Classification of DistSQL Language #

RDL (Resource & Rule Definition Language): responsible for creating, modifying, and deleting resources and rules.
RQL (Resource & Rule Query Language): responsible for querying and displaying resources and rules.
RAL (Resource & Rule Administration Language): responsible for managing hints, transaction type switching, shard execution plans, and other management functions.
RUL (Resource Utility Language): SphereEx-DBPlusEngine’s tool language, responsible for SQL parsing, SQL formatting, preview execution plan, etc.

High Availability Awareness of Storage Nodes #

Definition #

High availability is the most basic requirement of modern systems. As the cornerstone of the system, the database is also essential for high availability. In the distributed database system with storage-compute splitting, the high availability solution of storage node and compute node are different.

The stateful storage nodes need to pay attention to data consistency, health detection, primary node election and so on.

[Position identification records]
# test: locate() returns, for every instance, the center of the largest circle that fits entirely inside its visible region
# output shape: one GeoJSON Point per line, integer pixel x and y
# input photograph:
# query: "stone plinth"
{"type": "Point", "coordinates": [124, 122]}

• [PROBLEM SET]:
[A] Output the passage of the DistSQL excerpt from "RQL (Resource &" to "node are different.", copied word for word.
[B] According to the DistSQL excerpt, what is RQL responsible for?
[C] Resume the DistSQL excerpt, picking up right after its final sentence.

• [SOLVED TASKS]:
[A]
RQL (Resource & Rule Query Language): responsible for querying and displaying resources and rules.
RAL (Resource & Rule Administration Language): responsible for managing hints, transaction type switching, shard execution plans, and other management functions.
RUL (Resource Utility Language): SphereEx-DBPlusEngine’s tool language, responsible for SQL parsing, SQL formatting, preview execution plan, etc.

High Availability Awareness of Storage Nodes #

Definition #

High availability is the most basic requirement of modern systems. As the cornerstone of the system, the database is also essential for high availability. In the distributed database system with storage-compute splitting, the high availability solution of storage node and compute node are different.

[B] Querying and displaying resources and rules.

[C]
The stateless compute nodes need to detect the changes of storage nodes, they also need to set up an independent load balancer and have the ability of service discovery and request distribution.

The main goal of SphereEx-DBPlusEngine high availability module which is ensuring 7 * 24-hour uninterrupted database service as much as possible.

SphereEx-DBPlusEngine does not provide database high availability capability. It senses the change of databases’ primary-secondary relationship through a third-party provided high availability solution.

Specifically, SphereEx-DBPlusEngine is capable of finding databases, automatically sensing the primary/secondary database relationship, and correcting compute nodes’ connections to databases.

Dynamic Read/write Splitting #

When high availability and read/write splitting are adopted together, it is not necessary to configure specific primary and secondary databases for read/write splitting.

Highly available data sources dynamically correct the primary/secondary relationship of read/write splitting and properly channel read/write traffic.

Supported
- MySQL MGR single-primary mode
- MySQL Primary/secondary replication mode
- openGauss Primary/secondary replication mode
Not supported
- MySQL MGR Multi-primary mode

Principle Introduction #

The high availability solution provided by SphereEx-DBPlusEngine allows users to customize and implement extensions in four steps: pre-checks, dynamic discovery of primary databases, dynamic discovery of secondary databases, and synchronization configuration.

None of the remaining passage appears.